→ What is expected
Through the last line of the entries, please copy every line exactly, starting with the one that contains "Expected behaviour: a marker sits on the haze, one".

____ Available data

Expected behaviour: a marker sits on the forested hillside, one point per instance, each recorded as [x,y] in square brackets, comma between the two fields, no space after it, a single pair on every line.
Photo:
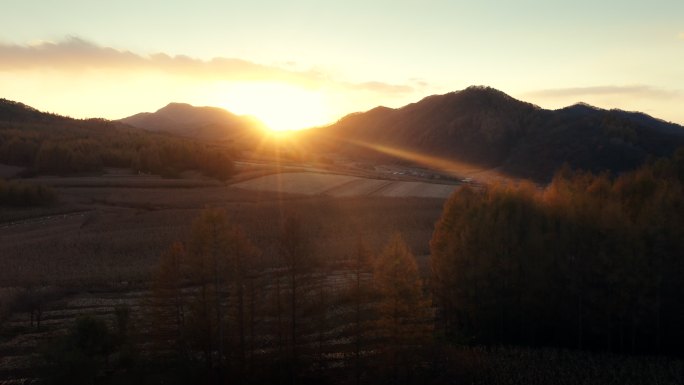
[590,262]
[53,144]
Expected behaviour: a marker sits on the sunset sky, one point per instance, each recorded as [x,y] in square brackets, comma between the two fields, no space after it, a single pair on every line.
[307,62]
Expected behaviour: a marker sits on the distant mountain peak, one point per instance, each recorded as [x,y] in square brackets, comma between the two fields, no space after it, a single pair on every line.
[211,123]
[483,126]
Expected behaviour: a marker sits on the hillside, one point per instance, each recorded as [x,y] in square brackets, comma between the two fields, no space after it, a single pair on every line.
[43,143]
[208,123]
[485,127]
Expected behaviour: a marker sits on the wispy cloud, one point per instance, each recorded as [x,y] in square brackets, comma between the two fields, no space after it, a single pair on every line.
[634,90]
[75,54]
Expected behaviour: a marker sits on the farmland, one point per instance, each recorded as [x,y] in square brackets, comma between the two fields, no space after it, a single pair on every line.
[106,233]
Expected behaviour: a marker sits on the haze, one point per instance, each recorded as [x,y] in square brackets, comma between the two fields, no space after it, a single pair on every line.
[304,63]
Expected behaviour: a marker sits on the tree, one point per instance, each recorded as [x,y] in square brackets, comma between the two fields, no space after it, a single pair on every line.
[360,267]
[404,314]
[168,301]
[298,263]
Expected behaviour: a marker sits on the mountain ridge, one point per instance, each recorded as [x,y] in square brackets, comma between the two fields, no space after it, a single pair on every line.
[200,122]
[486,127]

________

→ Response to this exercise
Expected behaviour: a marker sits on the haze, one point per instance, each recorded as [x,y] in square brackets, comma between the two fields, no space after it, a single pair on every line.
[304,63]
Expected behaviour: a marker sits on the tree, one point per instance, each recorded as [x,y] in square brackets, comma between the two fields, no space after it, a single pair on every line.
[360,267]
[404,314]
[168,301]
[298,263]
Expected behaviour: a marker sits on the mountain ridge, one point per instance, each recorded as [x,y] in square brackets, comma between the two fields, no space after it, a single pair on every line.
[200,122]
[486,127]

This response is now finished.